---------- Extract to read
All Systems 'Go' for MESSENGER Launch to Mercury

MESSENGER -- the first mission to Mercury in more than 30 years and the second voyage ever to the planet closest to the Sun -- is being readied for its pre-dawn launch from Cape Canaveral Air Force Station at 2:16 a.m. Monday, August 1 local time, which is 11:16 p.m., tomorrow night Pacific Daylight Time. A Delta II launch vehicle will send the historic $426 million mission on its way.

Plans currently call for MESSENGER to be "powered up" starting at 4:30 tomorrow afternoon local time at the Cape, Launch Director Chuck Duvall told reporters at a press conference held earlier today at Kennedy Space Center. The 1.2-ton spacecraft will separate from the third stage of the Delta rocket "at an Earth escape velocity at 56 minutes, 43.7 seconds after liftoff," added Chris Welch of Boeing, manufactures of the Delta launch vehicle.

Following a 4.9 billion mile [7.9 billion-kilometer] flightpath designed by Chen-Wan L.Yen, of the Jet Propulsion Laboratory (JPL), MESSENGER -- short for MErcury Surface, Space ENvironment, GEochemistry and Ranging -- will loop around the Sun 15 times, and fly around Earth once, Venus twice, and Mercury three times, before slipping into that planet's orbit in March 2011.

While Mariner 10 was the first spacecraft to flyby and study Mercury, MESSENGER will be the first to actually orbit the innermost planet.

On arrival in March 2011, it will begin a year-long study of our moonless neighbor, the second smallest planet in the solar system. If all goes as planned, the spacecraft's suite of seven scientific instruments, which are locked onto its compact and durable composite frame, will send home the first color images of the entire planet, as well as other data about the composition of Mercury, and the characteristics of its magnetic field.
--------------------
→ **Aim**: Transcribe verbatim the portion of the MESSENGER launch article starting at "Plans currently call" and ending at "Delta launch vehicle.".
---------- Dataset
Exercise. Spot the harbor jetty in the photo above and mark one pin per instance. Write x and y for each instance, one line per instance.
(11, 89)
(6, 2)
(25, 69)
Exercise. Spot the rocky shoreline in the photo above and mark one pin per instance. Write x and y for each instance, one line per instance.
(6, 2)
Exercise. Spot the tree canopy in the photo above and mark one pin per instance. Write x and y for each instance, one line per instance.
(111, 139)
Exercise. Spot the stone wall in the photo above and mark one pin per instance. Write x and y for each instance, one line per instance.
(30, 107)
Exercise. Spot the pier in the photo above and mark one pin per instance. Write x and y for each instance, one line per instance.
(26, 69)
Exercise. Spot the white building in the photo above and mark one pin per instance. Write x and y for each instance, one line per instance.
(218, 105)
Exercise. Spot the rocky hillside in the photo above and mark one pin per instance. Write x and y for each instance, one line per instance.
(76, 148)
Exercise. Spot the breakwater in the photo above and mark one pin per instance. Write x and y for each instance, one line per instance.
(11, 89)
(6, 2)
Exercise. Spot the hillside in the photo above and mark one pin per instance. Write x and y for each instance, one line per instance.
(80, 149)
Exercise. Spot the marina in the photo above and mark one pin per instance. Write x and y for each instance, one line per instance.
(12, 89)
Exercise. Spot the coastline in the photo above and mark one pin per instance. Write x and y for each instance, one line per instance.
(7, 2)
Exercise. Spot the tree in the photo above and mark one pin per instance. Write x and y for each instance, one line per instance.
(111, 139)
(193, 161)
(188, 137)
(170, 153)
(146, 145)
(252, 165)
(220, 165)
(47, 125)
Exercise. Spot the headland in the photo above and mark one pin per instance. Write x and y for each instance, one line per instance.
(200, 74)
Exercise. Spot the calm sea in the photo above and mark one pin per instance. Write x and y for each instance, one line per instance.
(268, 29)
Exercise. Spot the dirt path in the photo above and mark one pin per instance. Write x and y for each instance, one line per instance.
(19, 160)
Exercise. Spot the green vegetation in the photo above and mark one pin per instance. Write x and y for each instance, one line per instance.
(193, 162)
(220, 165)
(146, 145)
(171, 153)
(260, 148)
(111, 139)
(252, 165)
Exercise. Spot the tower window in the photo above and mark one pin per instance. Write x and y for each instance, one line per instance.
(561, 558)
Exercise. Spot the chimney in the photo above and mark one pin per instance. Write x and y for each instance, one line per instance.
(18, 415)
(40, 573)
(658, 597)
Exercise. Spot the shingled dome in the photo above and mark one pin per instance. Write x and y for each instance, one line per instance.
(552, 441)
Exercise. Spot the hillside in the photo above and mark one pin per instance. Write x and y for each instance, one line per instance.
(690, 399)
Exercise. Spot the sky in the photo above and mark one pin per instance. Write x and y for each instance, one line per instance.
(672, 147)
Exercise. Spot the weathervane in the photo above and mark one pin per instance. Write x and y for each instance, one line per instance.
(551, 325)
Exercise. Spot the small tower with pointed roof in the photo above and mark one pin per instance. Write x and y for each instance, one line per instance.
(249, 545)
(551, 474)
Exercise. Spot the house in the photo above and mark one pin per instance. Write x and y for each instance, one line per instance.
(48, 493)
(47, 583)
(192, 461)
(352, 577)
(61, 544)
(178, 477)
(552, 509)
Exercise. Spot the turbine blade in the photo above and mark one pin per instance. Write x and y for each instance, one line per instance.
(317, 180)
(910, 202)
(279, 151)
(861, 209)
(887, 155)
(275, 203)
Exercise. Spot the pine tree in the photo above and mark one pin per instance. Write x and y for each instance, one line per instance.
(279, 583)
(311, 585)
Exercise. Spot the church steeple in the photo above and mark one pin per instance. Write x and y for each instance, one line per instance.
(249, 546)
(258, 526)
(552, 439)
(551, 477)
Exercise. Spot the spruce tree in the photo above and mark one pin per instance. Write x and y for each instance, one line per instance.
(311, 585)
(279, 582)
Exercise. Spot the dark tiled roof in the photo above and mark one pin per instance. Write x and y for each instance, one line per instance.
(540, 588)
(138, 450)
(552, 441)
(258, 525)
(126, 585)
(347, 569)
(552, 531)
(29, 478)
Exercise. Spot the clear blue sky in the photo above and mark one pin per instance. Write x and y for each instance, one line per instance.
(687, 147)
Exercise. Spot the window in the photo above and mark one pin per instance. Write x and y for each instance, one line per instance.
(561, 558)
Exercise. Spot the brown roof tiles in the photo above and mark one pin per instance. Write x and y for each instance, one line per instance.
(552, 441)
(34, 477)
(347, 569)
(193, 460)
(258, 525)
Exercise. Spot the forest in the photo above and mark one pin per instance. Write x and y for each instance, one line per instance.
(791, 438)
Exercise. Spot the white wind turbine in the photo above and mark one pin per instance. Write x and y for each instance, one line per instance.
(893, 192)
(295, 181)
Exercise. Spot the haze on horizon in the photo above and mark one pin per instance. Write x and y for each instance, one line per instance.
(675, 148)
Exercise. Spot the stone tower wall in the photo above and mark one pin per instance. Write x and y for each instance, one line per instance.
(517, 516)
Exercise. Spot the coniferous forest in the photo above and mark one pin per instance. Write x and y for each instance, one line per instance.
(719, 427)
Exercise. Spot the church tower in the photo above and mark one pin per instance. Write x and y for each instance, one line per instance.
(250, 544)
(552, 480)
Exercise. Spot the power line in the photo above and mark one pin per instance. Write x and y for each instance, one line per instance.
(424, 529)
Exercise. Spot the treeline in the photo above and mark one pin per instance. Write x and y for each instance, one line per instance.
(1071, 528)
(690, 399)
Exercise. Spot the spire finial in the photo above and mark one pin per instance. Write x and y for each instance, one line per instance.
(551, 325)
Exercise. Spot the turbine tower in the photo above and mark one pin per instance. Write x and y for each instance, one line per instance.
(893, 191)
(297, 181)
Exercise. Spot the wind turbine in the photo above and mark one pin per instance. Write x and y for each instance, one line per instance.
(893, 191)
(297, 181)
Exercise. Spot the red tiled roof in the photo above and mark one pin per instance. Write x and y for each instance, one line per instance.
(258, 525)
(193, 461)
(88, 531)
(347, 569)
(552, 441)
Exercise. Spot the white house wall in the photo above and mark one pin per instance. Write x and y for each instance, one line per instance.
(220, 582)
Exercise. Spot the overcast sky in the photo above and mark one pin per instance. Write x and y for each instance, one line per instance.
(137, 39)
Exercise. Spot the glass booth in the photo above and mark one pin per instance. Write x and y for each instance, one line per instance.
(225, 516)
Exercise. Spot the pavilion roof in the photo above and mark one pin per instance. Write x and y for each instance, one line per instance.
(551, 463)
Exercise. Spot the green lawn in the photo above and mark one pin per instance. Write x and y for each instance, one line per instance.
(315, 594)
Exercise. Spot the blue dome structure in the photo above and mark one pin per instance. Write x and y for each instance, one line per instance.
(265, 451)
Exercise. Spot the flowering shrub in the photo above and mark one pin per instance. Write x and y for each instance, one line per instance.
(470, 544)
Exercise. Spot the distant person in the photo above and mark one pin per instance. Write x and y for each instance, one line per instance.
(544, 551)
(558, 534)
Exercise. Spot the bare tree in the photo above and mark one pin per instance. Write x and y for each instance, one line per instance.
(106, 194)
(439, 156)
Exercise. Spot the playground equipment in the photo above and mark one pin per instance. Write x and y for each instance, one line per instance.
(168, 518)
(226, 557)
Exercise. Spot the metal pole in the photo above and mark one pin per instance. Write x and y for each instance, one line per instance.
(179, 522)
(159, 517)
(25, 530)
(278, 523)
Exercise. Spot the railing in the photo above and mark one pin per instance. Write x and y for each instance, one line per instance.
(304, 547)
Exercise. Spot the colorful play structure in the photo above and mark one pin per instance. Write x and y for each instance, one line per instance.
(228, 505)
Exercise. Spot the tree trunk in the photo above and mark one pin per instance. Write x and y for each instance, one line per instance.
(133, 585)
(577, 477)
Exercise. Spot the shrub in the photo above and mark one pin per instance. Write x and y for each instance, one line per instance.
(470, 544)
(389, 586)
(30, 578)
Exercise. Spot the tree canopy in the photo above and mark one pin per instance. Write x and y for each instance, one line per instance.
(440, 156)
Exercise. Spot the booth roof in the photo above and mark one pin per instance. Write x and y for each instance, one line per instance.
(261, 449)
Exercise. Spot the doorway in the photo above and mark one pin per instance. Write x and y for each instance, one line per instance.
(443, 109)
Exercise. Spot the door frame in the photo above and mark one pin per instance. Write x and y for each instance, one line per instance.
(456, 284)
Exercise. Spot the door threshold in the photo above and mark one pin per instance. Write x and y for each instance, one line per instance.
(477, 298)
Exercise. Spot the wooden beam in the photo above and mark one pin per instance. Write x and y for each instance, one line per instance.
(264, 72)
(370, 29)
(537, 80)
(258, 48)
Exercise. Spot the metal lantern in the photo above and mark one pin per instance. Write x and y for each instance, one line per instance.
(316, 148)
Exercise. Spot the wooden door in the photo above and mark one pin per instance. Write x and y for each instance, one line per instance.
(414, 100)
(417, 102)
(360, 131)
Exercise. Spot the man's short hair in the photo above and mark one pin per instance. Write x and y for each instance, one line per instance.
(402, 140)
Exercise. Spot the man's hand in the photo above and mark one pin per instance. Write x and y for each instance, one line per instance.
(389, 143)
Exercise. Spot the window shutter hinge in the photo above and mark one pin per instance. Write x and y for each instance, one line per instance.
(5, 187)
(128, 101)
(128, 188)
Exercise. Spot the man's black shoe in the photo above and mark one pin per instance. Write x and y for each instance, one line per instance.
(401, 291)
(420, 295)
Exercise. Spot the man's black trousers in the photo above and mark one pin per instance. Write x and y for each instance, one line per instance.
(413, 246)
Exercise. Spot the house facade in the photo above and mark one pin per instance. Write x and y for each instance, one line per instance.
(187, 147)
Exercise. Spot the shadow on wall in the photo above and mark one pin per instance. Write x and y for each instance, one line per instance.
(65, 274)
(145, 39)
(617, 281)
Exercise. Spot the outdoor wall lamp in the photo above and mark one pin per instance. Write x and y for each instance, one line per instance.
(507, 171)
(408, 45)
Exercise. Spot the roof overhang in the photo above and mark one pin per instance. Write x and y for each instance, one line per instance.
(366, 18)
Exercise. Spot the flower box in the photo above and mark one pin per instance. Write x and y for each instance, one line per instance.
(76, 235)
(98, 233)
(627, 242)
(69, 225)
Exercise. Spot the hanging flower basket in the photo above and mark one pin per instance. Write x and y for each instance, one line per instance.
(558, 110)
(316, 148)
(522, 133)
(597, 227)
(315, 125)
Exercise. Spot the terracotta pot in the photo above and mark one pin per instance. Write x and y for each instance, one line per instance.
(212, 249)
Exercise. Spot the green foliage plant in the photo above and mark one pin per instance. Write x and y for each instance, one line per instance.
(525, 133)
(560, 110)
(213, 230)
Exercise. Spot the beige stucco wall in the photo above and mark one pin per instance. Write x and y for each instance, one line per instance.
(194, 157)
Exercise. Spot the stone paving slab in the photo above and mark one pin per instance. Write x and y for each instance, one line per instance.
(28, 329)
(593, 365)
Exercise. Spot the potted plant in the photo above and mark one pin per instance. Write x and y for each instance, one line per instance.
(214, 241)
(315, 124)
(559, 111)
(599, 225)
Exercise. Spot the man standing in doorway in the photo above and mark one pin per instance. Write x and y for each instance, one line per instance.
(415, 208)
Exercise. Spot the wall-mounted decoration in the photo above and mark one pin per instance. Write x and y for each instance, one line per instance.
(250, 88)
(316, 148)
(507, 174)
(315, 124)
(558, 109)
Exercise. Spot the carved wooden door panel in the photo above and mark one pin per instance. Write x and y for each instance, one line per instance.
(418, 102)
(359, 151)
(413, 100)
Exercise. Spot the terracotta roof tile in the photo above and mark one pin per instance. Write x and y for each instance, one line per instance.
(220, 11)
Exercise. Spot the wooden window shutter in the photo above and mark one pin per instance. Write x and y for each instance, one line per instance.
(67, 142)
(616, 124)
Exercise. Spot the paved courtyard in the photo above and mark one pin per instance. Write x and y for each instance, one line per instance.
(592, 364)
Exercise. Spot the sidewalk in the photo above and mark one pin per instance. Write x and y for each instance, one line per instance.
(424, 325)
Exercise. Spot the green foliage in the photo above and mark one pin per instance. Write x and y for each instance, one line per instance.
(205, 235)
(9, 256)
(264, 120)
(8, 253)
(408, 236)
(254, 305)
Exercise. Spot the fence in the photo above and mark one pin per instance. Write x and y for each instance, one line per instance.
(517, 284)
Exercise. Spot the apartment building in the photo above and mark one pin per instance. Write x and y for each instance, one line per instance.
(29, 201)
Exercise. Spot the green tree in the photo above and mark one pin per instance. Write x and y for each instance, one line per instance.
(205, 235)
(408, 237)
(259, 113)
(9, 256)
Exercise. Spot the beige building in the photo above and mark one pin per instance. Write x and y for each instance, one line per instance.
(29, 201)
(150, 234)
--------------------
→ **Exercise solution**:
Plans currently call for MESSENGER to be "powered up" starting at 4:30 tomorrow afternoon local time at the Cape, Launch Director Chuck Duvall told reporters at a press conference held earlier today at Kennedy Space Center. The 1.2-ton spacecraft will separate from the third stage of the Delta rocket "at an Earth escape velocity at 56 minutes, 43.7 seconds after liftoff," added Chris Welch of Boeing, manufactures of the Delta launch vehicle.